• [RECORDS SUPPLIED]:
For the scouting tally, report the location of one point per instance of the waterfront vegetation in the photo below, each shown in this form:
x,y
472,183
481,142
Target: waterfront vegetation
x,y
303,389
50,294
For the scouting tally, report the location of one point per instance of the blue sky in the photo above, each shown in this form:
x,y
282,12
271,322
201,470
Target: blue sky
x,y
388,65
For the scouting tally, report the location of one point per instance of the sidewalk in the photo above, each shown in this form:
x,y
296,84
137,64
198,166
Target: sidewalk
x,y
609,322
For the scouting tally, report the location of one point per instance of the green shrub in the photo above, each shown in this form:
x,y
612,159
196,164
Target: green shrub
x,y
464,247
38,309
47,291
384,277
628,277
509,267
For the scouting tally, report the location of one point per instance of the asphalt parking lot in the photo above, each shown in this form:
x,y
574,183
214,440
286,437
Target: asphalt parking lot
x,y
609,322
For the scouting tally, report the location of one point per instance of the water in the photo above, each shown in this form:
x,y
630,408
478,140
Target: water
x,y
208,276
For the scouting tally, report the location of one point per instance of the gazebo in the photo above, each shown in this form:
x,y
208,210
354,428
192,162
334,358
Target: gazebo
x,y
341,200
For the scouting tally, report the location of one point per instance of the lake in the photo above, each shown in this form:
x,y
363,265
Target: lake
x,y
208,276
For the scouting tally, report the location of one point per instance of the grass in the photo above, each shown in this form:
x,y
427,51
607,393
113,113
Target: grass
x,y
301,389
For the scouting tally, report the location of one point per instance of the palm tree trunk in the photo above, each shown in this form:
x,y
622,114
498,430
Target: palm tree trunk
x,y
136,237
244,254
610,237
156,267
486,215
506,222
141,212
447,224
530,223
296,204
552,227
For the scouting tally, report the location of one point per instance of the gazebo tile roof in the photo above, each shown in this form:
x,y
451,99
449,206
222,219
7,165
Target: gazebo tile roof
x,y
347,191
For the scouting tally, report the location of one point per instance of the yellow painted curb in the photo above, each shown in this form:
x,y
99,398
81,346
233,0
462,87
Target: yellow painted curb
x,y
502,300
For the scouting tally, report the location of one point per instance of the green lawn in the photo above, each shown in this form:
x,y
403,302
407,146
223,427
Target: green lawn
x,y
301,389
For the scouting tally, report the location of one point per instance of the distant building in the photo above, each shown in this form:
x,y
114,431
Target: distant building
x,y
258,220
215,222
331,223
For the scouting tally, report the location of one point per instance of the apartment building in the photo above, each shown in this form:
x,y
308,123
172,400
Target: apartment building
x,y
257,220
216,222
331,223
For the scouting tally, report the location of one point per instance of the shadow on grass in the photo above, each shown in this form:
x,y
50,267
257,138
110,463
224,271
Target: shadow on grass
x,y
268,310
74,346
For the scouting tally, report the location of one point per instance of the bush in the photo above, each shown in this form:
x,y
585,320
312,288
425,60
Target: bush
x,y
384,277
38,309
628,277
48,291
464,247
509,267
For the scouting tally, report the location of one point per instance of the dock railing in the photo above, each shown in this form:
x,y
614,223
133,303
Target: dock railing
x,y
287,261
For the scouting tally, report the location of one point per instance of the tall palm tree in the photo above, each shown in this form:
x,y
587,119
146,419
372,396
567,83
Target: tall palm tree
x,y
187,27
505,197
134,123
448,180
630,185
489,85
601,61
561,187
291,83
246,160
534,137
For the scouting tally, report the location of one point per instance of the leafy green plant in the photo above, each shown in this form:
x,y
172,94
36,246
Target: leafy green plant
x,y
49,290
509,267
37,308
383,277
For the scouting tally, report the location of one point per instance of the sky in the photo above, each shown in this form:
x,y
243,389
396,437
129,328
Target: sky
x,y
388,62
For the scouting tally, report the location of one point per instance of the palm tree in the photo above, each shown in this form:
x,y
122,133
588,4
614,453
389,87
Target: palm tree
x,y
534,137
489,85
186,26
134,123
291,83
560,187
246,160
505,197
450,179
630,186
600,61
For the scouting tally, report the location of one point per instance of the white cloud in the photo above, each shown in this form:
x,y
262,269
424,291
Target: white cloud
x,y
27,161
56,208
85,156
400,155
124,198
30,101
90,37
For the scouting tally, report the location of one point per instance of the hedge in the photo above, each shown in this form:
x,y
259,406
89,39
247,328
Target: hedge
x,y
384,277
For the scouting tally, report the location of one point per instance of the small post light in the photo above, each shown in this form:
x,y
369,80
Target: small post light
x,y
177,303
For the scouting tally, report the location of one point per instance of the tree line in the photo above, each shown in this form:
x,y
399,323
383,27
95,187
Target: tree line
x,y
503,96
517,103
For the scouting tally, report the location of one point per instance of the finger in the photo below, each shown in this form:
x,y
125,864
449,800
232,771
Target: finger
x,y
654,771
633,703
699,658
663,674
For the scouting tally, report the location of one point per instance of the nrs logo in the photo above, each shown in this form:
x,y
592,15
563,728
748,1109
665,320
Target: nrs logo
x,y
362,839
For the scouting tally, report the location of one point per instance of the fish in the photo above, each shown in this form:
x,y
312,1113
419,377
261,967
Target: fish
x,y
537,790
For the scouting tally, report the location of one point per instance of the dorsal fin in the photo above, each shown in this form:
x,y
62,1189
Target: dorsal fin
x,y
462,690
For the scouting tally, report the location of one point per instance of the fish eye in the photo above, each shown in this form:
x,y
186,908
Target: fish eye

==

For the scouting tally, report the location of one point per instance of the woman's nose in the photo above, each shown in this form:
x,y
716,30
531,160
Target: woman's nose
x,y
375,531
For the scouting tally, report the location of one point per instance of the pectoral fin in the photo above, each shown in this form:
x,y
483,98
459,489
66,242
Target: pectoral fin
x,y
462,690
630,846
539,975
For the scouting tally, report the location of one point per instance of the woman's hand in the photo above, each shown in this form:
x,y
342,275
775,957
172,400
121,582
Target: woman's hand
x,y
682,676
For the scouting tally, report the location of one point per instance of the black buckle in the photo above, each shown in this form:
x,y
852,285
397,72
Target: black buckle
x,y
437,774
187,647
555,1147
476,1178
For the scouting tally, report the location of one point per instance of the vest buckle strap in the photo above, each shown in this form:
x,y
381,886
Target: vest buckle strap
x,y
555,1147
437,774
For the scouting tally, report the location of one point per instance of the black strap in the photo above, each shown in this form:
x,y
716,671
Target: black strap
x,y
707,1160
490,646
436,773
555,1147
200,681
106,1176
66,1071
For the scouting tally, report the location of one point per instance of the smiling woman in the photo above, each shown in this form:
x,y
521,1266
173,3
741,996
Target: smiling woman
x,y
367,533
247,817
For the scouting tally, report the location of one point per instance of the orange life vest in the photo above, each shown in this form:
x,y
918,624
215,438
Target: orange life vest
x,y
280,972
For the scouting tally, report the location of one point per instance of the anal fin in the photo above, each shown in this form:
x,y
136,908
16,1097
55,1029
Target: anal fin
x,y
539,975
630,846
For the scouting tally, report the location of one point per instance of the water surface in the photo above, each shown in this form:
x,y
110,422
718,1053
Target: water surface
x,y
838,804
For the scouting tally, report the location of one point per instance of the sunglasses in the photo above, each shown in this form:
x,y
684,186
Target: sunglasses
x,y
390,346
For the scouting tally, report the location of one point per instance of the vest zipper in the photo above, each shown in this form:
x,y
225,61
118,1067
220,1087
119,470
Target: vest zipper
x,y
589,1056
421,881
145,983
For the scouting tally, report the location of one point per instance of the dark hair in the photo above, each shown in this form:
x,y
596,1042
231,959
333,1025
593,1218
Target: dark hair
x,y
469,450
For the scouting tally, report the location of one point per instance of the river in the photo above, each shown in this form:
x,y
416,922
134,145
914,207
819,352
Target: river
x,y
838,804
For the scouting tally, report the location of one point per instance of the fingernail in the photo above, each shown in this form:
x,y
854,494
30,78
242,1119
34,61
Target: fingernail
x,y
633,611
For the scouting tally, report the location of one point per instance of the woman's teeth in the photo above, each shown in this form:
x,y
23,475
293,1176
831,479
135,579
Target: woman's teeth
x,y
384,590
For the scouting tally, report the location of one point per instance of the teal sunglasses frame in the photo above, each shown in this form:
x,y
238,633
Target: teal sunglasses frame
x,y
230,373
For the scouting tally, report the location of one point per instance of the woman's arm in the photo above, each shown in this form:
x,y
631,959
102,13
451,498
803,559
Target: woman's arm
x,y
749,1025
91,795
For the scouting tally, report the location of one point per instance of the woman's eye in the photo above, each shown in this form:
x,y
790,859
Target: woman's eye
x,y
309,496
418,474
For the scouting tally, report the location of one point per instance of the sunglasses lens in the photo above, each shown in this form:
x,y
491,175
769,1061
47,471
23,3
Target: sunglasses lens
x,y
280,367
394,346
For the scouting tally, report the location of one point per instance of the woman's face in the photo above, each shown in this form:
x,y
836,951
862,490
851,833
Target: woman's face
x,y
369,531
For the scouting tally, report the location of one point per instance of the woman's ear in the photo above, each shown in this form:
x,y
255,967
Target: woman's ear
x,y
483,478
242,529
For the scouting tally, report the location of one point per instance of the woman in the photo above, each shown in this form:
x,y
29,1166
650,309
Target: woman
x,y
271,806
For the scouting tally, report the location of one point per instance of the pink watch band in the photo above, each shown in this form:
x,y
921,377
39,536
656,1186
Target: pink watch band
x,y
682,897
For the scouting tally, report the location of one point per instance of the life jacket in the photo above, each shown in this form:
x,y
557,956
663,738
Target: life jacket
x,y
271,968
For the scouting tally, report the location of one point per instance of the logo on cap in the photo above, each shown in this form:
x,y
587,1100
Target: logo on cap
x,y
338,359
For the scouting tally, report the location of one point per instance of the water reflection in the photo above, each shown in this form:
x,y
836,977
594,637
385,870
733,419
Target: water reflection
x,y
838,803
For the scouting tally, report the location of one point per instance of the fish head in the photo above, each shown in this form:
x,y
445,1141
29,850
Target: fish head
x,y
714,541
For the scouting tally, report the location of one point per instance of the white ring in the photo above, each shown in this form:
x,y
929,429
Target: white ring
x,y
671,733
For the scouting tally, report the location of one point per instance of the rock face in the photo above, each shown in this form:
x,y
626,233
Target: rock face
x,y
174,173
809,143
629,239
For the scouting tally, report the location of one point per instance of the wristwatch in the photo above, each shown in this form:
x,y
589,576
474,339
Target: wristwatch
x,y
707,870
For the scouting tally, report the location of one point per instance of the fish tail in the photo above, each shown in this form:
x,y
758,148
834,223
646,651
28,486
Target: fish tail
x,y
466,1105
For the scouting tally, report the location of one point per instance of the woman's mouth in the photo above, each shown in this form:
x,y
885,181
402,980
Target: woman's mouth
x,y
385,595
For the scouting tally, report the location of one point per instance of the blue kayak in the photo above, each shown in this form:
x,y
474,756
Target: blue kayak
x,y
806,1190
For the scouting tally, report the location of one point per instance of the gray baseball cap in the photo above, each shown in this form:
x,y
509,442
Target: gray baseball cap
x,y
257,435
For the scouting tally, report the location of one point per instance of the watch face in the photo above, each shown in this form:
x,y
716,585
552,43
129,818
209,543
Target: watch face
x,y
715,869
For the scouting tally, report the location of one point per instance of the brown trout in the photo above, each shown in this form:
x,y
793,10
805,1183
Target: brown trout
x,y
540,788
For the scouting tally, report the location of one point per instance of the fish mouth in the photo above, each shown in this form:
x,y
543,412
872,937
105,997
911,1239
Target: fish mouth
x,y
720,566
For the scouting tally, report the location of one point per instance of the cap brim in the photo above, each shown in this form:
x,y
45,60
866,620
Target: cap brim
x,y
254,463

• [WORK TO BE COMPLETED]: Extract every line of the data above that contains the string "light", treating uppercase and lowercase letters as distinct.

• [RESULT OF THE EXERCISE]:
For the scouting tally, report the location of one point per instance of the small post light in the photo above, each shown in this form:
Target: small post light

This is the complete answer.